PAGE EXTRACT Block Start

Welcome to Australia: Pardon Our Quarantine
S Y D N E Y, Australia, Aug. 17 -- It has been a long flight and the Olympics and Outback await, but the most vigilant quarantine officers in the world stand between you and Australia.
They may stand between you and the airport, in fact, barging right onto the plane, disinfectant spray in hand, spraying you and your belongings with a fine mist of insecticide.
But it is not you they object to. It is the mosquito in the overhead bin, the dirt on your tennis shoe, the salami in your sandwich, the grapevine in your baggage.
“It might not seem like the most welcoming arrival, but it is done for very good reason, and the spray is a World Health [Organization] approved mixture,” said Carson Creagh, spokesman for the Australian Quarantine and Inspection Service.
“We’re trying to protect the very things that appeal to people from other countries about Australia: the wildlife, which just doesn’t have any resistance to exotic diseases, and the environment, because there are many plant diseases out there that could devastate Australia.”
Every aircraft arriving in Australia is sprayed with insecticide disinfectant and every passenger questioned about belongings. No animal, food, plant, or soil is allowed.

PAGE EXTRACT Block End

__BRIEF A__
Translate this sentence from the quarantine article into Spanish: "Every aircraft arriving in Australia is sprayed with insecticide disinfectant and every passenger questioned about belongings."
__BRIEF B__
According to the article on Australian quarantine, which kinds of things are not allowed into the country? List all of them.
__BRIEF C__
Carry on the article about Australia's airport quarantine from its last sentence.

RECORDS Block Start

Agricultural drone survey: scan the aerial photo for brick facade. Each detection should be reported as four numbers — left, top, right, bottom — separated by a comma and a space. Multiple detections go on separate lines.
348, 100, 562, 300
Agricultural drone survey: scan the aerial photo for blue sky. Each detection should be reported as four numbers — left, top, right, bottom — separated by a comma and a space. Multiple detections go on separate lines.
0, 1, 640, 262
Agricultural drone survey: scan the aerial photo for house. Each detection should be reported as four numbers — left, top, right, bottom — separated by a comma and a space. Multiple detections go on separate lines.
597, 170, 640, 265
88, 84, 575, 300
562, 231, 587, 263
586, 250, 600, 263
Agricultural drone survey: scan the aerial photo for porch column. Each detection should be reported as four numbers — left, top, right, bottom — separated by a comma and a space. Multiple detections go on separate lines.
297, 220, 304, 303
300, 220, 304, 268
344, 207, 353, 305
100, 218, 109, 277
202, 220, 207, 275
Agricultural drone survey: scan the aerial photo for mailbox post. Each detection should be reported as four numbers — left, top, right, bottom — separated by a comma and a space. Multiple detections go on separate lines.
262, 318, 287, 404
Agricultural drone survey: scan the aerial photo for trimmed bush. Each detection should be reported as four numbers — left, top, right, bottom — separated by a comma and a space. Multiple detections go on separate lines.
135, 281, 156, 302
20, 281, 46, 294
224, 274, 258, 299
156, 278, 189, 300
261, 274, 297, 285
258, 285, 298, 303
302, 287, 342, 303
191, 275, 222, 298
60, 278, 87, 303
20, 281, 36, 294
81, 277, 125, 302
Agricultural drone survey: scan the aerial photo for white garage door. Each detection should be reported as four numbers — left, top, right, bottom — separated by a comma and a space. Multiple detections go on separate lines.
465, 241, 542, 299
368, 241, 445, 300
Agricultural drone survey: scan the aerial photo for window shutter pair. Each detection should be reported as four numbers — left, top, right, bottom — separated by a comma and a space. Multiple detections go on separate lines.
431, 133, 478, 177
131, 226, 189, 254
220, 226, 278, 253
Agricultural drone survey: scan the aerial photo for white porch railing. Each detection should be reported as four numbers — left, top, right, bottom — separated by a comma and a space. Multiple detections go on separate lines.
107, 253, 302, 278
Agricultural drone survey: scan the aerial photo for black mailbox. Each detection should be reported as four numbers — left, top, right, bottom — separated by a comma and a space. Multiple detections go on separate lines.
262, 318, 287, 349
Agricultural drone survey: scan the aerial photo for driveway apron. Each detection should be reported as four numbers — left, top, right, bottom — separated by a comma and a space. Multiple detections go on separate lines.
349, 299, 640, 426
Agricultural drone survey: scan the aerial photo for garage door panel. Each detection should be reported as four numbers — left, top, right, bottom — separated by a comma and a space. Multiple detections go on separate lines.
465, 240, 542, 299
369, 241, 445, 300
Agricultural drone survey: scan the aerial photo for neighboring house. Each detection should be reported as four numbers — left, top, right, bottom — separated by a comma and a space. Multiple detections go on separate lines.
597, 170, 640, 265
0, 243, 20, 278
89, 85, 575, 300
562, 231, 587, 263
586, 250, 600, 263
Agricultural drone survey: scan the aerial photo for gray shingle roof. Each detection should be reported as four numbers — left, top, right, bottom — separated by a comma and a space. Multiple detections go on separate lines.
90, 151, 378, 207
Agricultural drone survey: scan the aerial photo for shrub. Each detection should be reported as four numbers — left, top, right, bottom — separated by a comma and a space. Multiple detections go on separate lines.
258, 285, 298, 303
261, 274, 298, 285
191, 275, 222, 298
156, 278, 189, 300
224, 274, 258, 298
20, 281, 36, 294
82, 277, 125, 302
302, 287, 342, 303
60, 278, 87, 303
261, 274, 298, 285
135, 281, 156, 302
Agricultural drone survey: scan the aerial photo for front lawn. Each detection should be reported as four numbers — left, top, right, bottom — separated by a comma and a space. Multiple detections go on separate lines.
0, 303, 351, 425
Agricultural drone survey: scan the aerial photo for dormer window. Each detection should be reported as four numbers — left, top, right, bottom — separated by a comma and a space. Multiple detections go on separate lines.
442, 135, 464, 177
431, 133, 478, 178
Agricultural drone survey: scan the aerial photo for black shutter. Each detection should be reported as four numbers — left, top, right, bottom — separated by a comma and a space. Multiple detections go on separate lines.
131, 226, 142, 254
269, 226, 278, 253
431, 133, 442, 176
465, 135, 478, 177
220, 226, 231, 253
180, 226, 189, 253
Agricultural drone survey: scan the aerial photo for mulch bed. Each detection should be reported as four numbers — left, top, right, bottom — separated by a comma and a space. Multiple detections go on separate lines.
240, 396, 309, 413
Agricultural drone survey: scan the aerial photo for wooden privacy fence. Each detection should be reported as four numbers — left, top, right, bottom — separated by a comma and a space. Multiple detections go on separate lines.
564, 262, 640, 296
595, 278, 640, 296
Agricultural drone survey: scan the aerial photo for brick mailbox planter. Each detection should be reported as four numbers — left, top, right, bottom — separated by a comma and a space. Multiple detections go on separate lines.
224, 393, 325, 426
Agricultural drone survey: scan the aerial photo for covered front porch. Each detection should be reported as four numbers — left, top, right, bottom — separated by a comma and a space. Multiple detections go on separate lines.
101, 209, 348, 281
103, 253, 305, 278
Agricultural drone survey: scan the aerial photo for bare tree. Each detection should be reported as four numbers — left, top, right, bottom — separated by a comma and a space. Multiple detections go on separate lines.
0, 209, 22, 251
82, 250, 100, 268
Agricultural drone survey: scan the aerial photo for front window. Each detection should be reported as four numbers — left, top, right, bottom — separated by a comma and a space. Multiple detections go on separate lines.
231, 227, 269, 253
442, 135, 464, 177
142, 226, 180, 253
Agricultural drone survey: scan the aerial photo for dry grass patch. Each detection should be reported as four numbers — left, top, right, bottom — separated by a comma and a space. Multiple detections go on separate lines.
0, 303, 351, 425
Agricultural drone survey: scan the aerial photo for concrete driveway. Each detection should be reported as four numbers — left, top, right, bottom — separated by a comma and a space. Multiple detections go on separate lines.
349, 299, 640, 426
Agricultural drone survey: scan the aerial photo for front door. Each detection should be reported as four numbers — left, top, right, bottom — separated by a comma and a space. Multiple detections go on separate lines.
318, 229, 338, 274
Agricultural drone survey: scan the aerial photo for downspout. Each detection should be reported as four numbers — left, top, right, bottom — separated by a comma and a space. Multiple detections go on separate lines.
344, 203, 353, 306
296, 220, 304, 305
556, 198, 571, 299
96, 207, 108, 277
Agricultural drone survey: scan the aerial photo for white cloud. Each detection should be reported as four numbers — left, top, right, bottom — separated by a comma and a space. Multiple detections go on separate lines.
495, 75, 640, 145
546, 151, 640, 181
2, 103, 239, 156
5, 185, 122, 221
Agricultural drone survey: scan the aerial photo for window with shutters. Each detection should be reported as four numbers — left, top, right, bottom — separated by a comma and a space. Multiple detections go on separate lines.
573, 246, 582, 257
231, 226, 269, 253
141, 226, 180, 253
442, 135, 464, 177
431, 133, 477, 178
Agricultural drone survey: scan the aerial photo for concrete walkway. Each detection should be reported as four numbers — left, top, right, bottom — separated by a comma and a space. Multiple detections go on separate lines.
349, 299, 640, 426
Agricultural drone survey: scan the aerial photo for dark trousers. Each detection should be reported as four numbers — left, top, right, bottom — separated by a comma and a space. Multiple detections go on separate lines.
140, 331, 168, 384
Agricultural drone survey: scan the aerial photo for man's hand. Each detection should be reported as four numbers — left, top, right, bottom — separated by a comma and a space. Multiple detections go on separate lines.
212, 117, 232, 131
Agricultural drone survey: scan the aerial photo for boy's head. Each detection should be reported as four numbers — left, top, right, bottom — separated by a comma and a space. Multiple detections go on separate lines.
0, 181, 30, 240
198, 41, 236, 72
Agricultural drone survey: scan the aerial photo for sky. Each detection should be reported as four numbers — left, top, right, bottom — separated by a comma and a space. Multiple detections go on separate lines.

RECORDS Block End

__ANSWER SECTION A__
Cada avión que llega a Australia es rociado con desinfectante insecticida y a cada pasajero se le pregunta por sus pertenencias.

__ANSWER SECTION B__
Animal, food, plant, soil

__ANSWER SECTION C__
Creagh said regular flights from Europe and North America are sprayed before passengers board, the better to avoid complaints from indignant passengers who object to flight attendants or quarantine officers spraying them on arrival.
Better Safe Than Sorry
But planes from Hawaii, southeast Asia, tropical South and Central America or tropical Africa are considered high-risk for carrying exotic pests, so the plane is boarded and the cabin sprayed before anyone is allowed out.
Passengers flying from Los Angeles or London should not assume they will be spared. The quarantine service would rather be safe than sorry, so short flights, carriers new to the route, or planes not usually used for Australia may be sprayed too.
Creagh said Australia has been spraying arriving planes since the 1960s and is one of 65 countries that does. But the others, including Brazil, China, France, India and South Africa, rely on insecticide sprayed before passengers board.